- _What to do_
A: Reproduce the closet-cleaning post starting with "Thursday, January 2, 2014" and going on through "stuff has multiplied.", substituting "vacuum bags" for "storage bags".
B: According to the closet-cleaning post, which two flags turned up in the closet?
C: Extend the closet-cleaning post, picking up after its last sentence.

- _Source excerpt_

━━━━

Thursday, January 2, 2014

Closet Cleaning

It is an amazing event for me to be digging, sorting, tossing, sharing the good and not so good finds in our closet.  Remember we live in a small space.  The walls are not going to expand. It is amazing to witness smashed flat items suddenly double or triple in size once they get that whiff of oxygen.  It's like the entire closet is one of those storage bags that sucks the air out so you can pack a ton in a small space.  I'm letting the air circulate and it's overwhelming how stuff has multiplied.

Quilts, 2 flags (one USA and one ALASKA), a sequin full length evening gown/never worn (wonder why not??) that my sister gave me, purses that I never use, 2 vintage dresses/brand-new that I want to give away to someone that would love them (are the late '60's vintage?).  All sorts of junkjunkjunk!!

━━━━

- _Items_

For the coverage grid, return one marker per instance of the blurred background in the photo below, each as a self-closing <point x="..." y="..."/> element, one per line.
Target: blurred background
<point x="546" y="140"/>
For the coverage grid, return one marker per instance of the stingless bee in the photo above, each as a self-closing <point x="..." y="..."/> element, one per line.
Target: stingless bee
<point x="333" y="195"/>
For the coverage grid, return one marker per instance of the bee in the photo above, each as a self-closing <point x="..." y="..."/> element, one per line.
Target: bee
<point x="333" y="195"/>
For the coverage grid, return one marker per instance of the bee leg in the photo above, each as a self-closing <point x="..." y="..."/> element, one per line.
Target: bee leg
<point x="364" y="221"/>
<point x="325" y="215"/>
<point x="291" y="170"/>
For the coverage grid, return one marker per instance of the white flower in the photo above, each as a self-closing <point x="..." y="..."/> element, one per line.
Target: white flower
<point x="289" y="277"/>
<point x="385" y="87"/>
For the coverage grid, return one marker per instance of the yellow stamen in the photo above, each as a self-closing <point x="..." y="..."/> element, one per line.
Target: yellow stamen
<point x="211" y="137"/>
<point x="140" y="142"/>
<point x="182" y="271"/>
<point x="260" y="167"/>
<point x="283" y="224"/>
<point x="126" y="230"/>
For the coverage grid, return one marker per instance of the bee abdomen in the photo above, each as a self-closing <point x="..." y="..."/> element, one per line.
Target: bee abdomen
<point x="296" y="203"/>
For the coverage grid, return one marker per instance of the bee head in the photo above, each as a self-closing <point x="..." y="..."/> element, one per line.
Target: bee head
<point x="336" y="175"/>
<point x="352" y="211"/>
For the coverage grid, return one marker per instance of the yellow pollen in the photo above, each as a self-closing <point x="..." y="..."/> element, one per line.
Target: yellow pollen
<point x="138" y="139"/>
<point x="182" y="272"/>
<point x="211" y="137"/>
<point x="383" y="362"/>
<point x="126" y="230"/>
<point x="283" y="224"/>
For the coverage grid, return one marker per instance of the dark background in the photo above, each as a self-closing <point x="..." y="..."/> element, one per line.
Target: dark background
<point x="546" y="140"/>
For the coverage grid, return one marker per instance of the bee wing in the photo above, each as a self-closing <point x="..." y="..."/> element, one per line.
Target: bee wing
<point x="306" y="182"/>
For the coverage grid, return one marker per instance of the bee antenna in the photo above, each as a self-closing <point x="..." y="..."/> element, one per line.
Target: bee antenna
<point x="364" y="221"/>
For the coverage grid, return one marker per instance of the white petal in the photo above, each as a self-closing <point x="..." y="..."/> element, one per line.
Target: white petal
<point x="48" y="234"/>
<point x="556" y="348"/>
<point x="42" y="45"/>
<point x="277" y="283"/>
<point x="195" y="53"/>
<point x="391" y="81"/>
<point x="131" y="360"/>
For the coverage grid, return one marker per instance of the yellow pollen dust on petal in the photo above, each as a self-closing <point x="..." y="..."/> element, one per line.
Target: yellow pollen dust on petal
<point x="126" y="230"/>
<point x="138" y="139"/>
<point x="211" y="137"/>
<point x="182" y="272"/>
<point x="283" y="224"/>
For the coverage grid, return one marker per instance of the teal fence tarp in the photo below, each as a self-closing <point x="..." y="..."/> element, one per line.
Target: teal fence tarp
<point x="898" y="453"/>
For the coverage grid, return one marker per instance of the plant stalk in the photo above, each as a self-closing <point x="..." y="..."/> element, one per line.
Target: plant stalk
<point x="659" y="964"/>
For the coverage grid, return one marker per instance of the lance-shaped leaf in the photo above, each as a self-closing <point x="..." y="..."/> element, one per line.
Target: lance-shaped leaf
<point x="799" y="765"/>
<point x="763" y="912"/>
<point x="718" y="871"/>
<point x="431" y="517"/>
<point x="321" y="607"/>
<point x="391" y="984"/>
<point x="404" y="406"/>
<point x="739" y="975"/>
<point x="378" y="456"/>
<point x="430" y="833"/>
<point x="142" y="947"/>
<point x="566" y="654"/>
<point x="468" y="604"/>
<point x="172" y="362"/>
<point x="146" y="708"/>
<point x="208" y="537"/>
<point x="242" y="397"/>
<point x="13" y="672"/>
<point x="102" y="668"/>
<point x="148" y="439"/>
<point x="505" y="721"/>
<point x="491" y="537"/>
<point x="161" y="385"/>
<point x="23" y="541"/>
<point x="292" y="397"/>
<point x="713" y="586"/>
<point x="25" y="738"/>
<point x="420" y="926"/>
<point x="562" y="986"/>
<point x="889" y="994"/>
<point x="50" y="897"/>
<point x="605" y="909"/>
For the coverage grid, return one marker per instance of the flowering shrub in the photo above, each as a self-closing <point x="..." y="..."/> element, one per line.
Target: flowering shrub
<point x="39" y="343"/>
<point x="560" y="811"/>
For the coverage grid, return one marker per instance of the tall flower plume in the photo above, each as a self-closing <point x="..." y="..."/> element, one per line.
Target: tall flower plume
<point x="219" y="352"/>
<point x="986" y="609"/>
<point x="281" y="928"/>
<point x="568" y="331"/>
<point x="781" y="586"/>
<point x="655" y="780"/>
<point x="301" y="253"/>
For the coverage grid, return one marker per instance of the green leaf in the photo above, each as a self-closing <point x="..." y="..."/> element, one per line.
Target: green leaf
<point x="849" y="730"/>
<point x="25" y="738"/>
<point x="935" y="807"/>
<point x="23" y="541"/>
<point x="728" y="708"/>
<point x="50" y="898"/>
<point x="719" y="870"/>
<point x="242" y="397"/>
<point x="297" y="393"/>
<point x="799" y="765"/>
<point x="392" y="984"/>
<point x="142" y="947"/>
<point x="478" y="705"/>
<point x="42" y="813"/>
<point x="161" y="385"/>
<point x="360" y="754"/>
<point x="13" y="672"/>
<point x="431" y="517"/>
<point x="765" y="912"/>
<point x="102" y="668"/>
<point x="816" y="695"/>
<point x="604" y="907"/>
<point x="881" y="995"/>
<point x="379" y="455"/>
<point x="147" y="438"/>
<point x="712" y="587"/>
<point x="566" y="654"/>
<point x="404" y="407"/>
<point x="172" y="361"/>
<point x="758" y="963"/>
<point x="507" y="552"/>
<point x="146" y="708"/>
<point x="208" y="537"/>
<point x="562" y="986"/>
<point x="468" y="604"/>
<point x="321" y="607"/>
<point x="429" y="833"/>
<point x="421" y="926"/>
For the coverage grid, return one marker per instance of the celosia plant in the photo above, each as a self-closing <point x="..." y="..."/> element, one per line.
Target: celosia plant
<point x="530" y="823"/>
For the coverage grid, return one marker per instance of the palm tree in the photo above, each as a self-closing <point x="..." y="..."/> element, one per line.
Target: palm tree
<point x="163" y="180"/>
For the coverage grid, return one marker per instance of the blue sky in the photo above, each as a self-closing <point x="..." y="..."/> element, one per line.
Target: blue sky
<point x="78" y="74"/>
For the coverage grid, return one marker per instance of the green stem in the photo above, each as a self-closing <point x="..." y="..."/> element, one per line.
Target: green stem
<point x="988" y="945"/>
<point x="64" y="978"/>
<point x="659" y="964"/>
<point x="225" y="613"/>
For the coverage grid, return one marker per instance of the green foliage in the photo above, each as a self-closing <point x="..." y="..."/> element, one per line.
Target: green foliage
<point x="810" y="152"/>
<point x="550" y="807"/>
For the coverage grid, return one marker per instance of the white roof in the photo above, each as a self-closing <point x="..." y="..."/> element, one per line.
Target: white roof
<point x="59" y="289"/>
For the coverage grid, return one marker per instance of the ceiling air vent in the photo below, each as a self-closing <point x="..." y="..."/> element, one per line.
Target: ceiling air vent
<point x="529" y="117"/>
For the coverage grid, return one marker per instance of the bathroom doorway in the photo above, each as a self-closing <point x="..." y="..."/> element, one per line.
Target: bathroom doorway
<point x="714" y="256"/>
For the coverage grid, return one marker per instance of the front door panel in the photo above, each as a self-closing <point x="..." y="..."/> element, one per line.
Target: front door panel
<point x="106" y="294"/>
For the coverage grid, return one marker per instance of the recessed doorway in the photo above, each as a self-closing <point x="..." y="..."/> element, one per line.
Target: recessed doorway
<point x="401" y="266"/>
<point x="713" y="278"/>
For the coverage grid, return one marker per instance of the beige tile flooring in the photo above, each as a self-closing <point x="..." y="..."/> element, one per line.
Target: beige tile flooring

━━━━

- _Task answers_
A:
Thursday, January 2, 2014

Closet Cleaning

It is an amazing event for me to be digging, sorting, tossing, sharing the good and not so good finds in our closet.  Remember we live in a small space.  The walls are not going to expand. It is amazing to witness smashed flat items suddenly double or triple in size once they get that whiff of oxygen.  It's like the entire closet is one of those vacuum bags that sucks the air out so you can pack a ton in a small space.  I'm letting the air circulate and it's overwhelming how stuff has multiplied.

B: One USA flag and one ALASKA flag.

C:
I am on this attack plan that has 3 phases--de-junk/scrub/paint.  My deadline is Halloween.  Halloween of 2014!  I better hustle.  times a wasting.  I lost all of 2013 but I'm going to mosey as fast as I can muster and get this place ready.  For what?  I'm thinking on that one.

some might find it pathetic that at my age I have so much clutter etc.  What I would like to do is just get up every morning and write and get in touch with friends etc.  uh-oh!  etc.  I said I'd stop using that so much.  So I now have my first item on my Wanting to Achieve in 2014.  maybe it's more powerful to say Goin' to Achieve.  Maybe just a simple one liner... My 2014 List.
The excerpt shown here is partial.